# WHAT IS NEEDED
Please continue the article on middle ear reconstruction below from the point where it stops.

# SOURCE DOCUMENT
Biocompatible, conforming, and easy-to-use materials-these are the key characteristics of innovations in middle ear reconstruction, according to several experts.
Explore this issue:March 2007
Whether the devices are titanium or shape-memory, or whether the prosthetics utilize autologous bone or soldering with laser, the quest is guided by these standards.
These developments are the culmination of years of incremental progress. In this report, ENToday briefly reviews some of the progress of the past decade and then points out recent advances that key opinion leaders consider to be critical.
Size of Prosthesis Influences Surgery Outcome
A hallmark study in 1995 had shown that the use of analytical models could predict the size of prostheses needed for optimal results after stapedectomy and tympanomastoid surgery.1 Noting the contribution of mechanical and acoustic models of the human middle ear to gauge the performance of various middle ear reconstructive procedures, the authors noted that model analyses could be used as the rationale for stapes prostheses of 0.6 to 0.8 mm in diameter in order to produce air-bone gaps of less than 12 dB and that, ironically, smaller-diameter prostheses produce larger air-bone gaps. These models also helped establish that the mass of a stapedectomy or ossicular replacement prosthesis could be 16 times greater than that of the stapes with little effect on the hearing result, and that the volume of the middle ear air spaces after tympanomastoid surgery should be at least 0.5 cc for optimal acoustic results. The models also helped establish the effectiveness of the round window graft in certain tympanoplasties as an important parameter determining the hearing result and helped show that the shield should be as rigid as possible to maximize postoperative hearing.

# DATASET CONTENT
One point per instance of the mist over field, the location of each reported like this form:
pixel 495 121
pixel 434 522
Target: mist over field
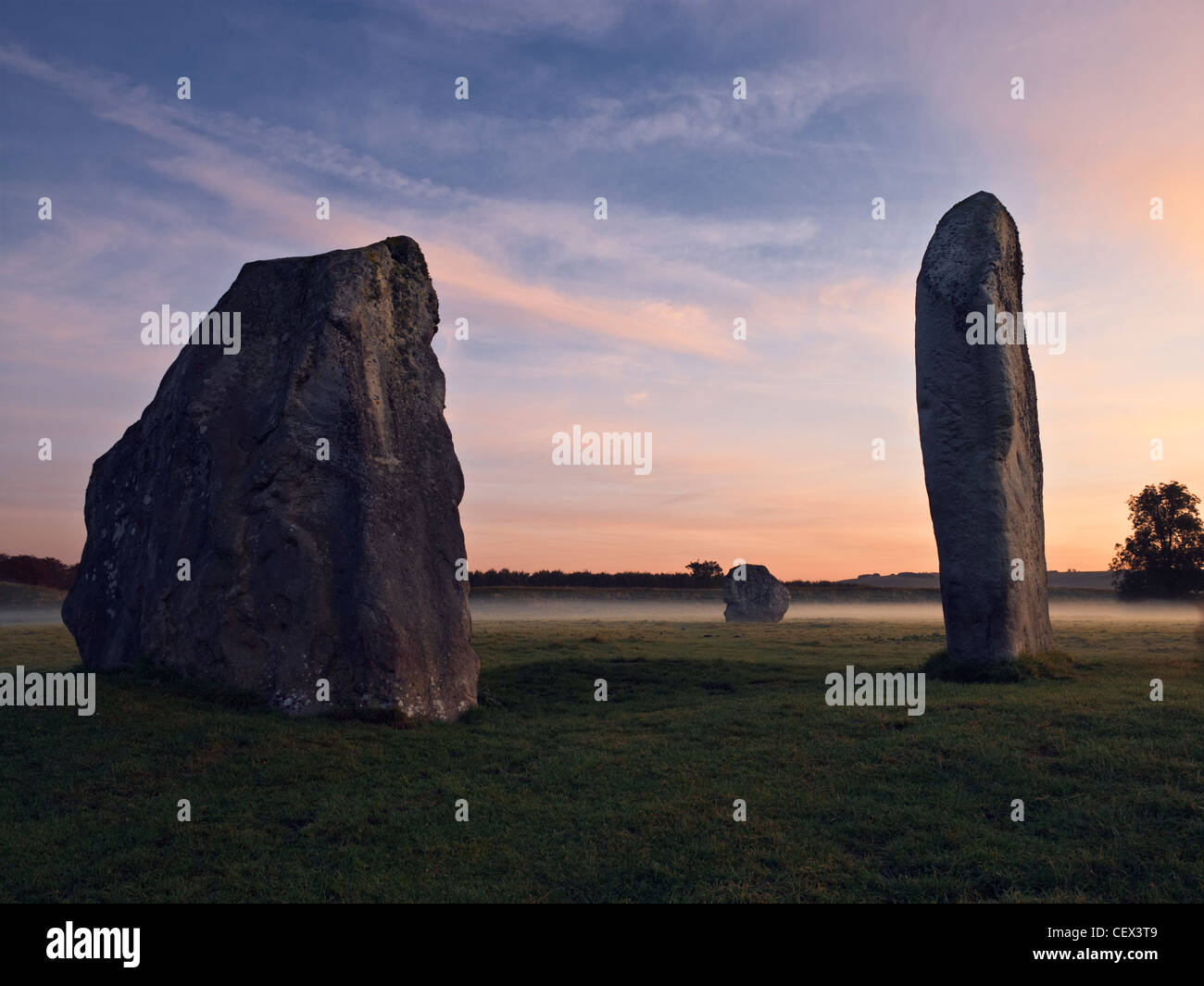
pixel 554 605
pixel 699 610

# YOUR RESPONSE
Autologous Incus and Diode Laser Soldering
A later retrospective study of tympanoplasty and ossicular chain reconstruction as a one-stage procedure involved the temporalis fascia for myringoplasty and a sculptured autologous incus to bridge the malleus to the stapes head and the malleus to the footplate.2 Of the 150 patients, 126 (84%) had a healed tympanic membrane three months postoperatively. One year later, 121 (81%) had an intact tympanic membrane, as did 119 (79%) five years later.
At this time, initial studies began to assess the potential use of diode laser soldering as a way to improve the mechanical stability of middle ear reconstruction.3 In that study, investigators evaluated the strength of soldered bonds by assessing the strength of soldered junctions that used fascia, cartilage, bone, and hydroxyapatite with a diode laser consisting of 810-nm wavelength and 50% albumin with 0.1% indocyanine green dye. By comparing the soldered bonds to those obtained with adhesive alone and by soldering 10 hydroxyapatite prostheses that were soldered to the stapes in human cadaver temporal bones, the investigators measured the force required to disrupt the bonds and found that the soldered bonds were significantly stronger.